→ **EXERCISE SET**
**A)** In the excerpt on VACUUM VERBOSE output, how many index pages does the proposed message say are currently reusable?
**B)** Say whether each statement below agrees with the excerpt on VACUUM VERBOSE output, and quote the deciding words. (i) The proposed message reports that 686 pages were removed from index "foo_pkey". (ii) The writer considers the output of VACUUM VERBOSE tidy and well organized. (iii) The proposed message says the index now holds 250001 row versions in 2745 pages.

→ **PAGE**
Good DBAs spend much of their time on exceptional problems -- all the
easy problems will have been automated away already. Things like wait
events are popular with DBAs for this reason.

> Or perhaps flip the INFO and first DETAIL
> lines around like this:

> INFO: 250000 index row versions and 686 pages were removed from index
> "foo_pkey"
> DETAIL: index now contains 250001 row versions in 2745 pages.
> 2056 index pages are now unused, of which 1370 are currently reusable.
>
> For context, the more full message you get on master is:

> That's pretty confusing, it's a mix of basically progress indicators
> (vacuuming "public.foo"), CPU measurements, information about what was
> removed, and what the state is afterwards.

I agree that the output of VACUUM VERBOSE is messy. It's probably a
bunch of accretions that made sense in isolation, but added up to a
big mess over time. So I agree: now would be a good time to do
something about that.

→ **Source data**
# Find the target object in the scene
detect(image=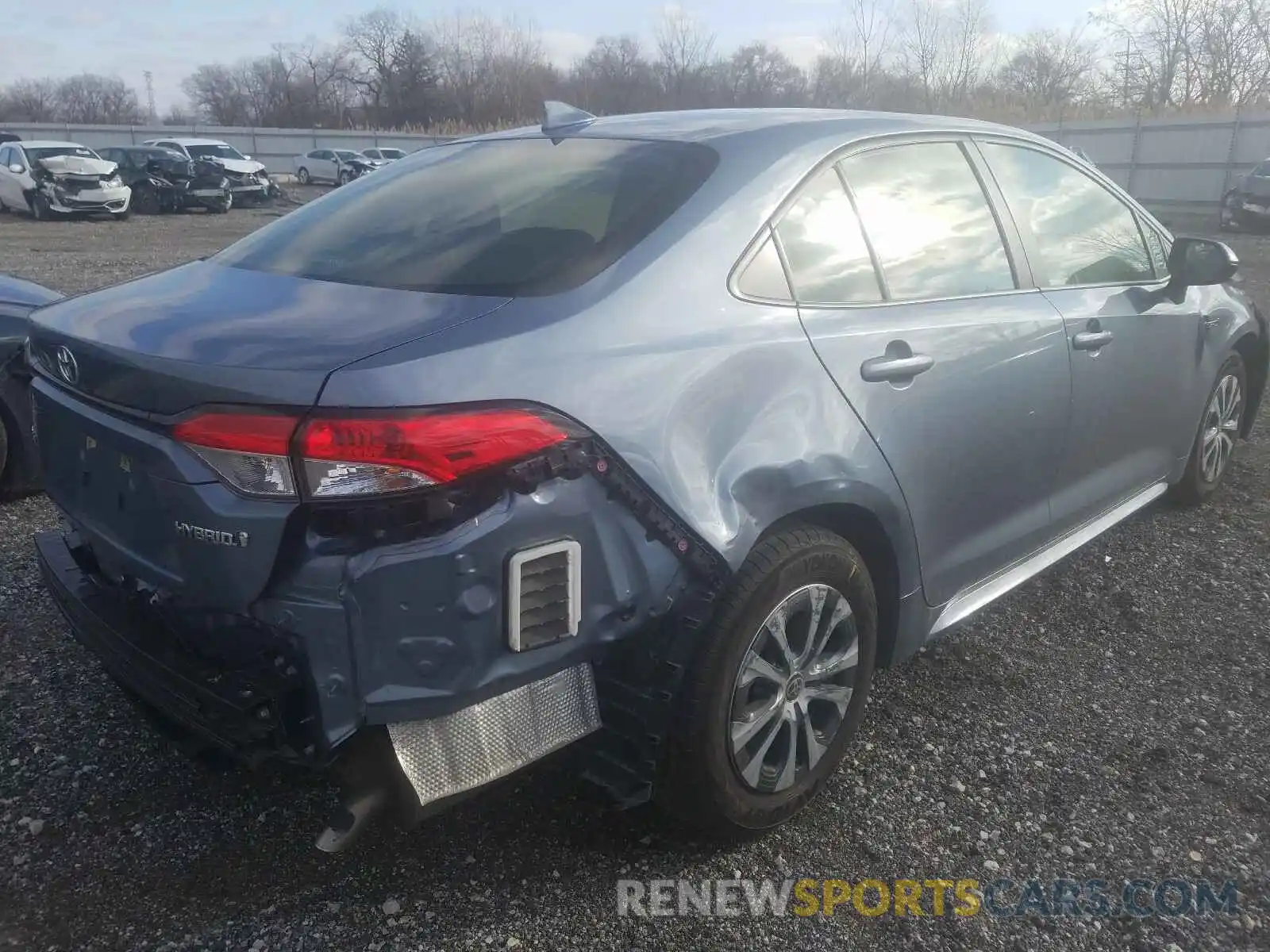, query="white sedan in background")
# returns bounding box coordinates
[0,141,132,221]
[291,148,389,186]
[362,148,405,163]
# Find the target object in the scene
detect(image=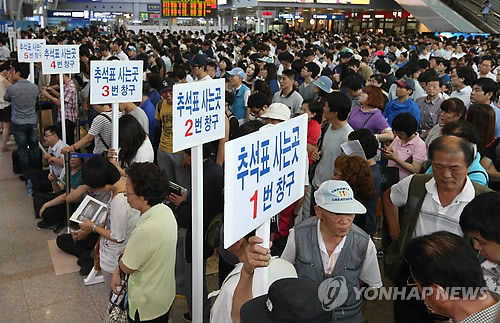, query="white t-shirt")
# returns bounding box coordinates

→ **ANSWERS PROVIDED**
**A)** 1370 index pages are currently reusable.

**B)**
(i) Yes: "250000 index row versions and 686 pages were removed from index"
(ii) No: "I agree that the output of VACUUM VERBOSE is messy."
(iii) Yes: "index now contains 250001 row versions in 2745 pages."